## WRITTEN REQUEST
Reproduce everything from the line containing "Would you mind indicating the jersey" down to the end of the listing and nothing else, requests included. Scale each keypoint coordinate in the answers by 2.1 and round to whole numbers with halves going up, but keep the numbers in the requests and their format samples unchanged.

## EXERCISE INPUT
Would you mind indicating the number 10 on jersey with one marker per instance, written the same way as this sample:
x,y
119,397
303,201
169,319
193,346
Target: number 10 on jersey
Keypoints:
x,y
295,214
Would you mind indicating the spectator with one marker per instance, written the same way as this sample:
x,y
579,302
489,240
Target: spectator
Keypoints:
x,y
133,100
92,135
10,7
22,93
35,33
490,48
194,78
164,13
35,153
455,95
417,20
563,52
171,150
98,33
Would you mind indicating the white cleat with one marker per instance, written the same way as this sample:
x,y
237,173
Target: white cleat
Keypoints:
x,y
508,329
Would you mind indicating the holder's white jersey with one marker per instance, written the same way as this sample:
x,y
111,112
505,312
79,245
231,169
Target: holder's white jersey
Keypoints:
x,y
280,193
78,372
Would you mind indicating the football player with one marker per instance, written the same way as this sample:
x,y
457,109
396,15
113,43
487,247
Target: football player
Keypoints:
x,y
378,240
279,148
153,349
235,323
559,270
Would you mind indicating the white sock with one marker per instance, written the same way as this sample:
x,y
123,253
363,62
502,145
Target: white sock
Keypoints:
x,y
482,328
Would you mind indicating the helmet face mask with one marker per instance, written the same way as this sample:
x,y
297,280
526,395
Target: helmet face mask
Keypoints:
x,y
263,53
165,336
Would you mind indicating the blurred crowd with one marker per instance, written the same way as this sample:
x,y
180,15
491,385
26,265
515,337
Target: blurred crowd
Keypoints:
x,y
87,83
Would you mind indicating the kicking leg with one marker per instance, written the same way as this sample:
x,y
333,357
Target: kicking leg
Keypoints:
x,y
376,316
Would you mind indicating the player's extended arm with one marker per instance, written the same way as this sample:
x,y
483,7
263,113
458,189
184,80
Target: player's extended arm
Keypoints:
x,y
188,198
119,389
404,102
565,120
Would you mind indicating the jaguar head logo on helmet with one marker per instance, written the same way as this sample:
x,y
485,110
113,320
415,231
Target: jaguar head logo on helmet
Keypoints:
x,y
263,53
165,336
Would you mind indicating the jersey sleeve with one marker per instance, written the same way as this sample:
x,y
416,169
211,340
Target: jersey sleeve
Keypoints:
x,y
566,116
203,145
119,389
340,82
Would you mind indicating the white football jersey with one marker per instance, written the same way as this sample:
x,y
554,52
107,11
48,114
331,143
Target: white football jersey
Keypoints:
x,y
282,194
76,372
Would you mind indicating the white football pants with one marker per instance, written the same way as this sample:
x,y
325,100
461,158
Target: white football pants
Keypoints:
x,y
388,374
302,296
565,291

## OUTPUT OF THE EXERCISE
Would you mind indicating the jersey sleeve with one marker per instance, written the same way as this sample:
x,y
416,169
211,340
Target: jersey sleeve
Keypoints:
x,y
1189,244
426,305
250,817
714,172
Would you mind indicating the white football jersey with one marker per instance, written the same way as this sample:
x,y
554,52
107,11
48,114
331,143
Target: white football jersey
Keypoints:
x,y
592,407
160,781
Would you mind indicating the white football pants with one marker per instance, written the same way as this sample:
x,y
325,100
461,158
Target: white football pants
Keypoints:
x,y
815,785
634,622
1187,611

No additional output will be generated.